__Required work__: Return every record below exactly; leave out the images.

(Exercise data begins)

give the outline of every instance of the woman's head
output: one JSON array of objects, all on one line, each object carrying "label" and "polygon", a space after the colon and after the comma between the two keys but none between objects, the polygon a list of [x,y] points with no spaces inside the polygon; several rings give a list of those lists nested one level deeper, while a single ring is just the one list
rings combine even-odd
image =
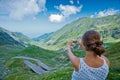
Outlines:
[{"label": "woman's head", "polygon": [[100,40],[100,34],[94,30],[87,31],[82,37],[82,42],[87,51],[93,51],[99,56],[105,52],[102,46],[103,42]]}]

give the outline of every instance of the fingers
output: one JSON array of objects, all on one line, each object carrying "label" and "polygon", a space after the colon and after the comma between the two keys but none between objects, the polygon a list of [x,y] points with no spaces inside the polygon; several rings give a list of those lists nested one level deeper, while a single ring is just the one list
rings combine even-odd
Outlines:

(Exercise data ends)

__The completed task__:
give the outline of every instance of the woman's head
output: one JSON array of objects, all on one line, each object carrying "label" and "polygon", a space after the colon and after the comma between the two keys but none between objects, the polygon a list of [x,y] points with no spaces inside the polygon; several rings give a list of those lists nested one level deeper, while a single ring is just the one list
rings combine even-odd
image =
Outlines:
[{"label": "woman's head", "polygon": [[100,40],[100,34],[94,30],[87,31],[82,37],[82,42],[87,51],[93,51],[99,56],[105,52],[102,46],[103,42]]}]

give the outline of every instance of the fingers
output: one JSON array of objects, all on one line, each object carrying "label" and "polygon", a space after the colon and after the comma between the two keys but none between objects, the polygon a list of [x,y] points with no spaces inside the polygon; several rings give a list of those lists nested one level deeper, while a single ring is just the one list
rings combine even-odd
Outlines:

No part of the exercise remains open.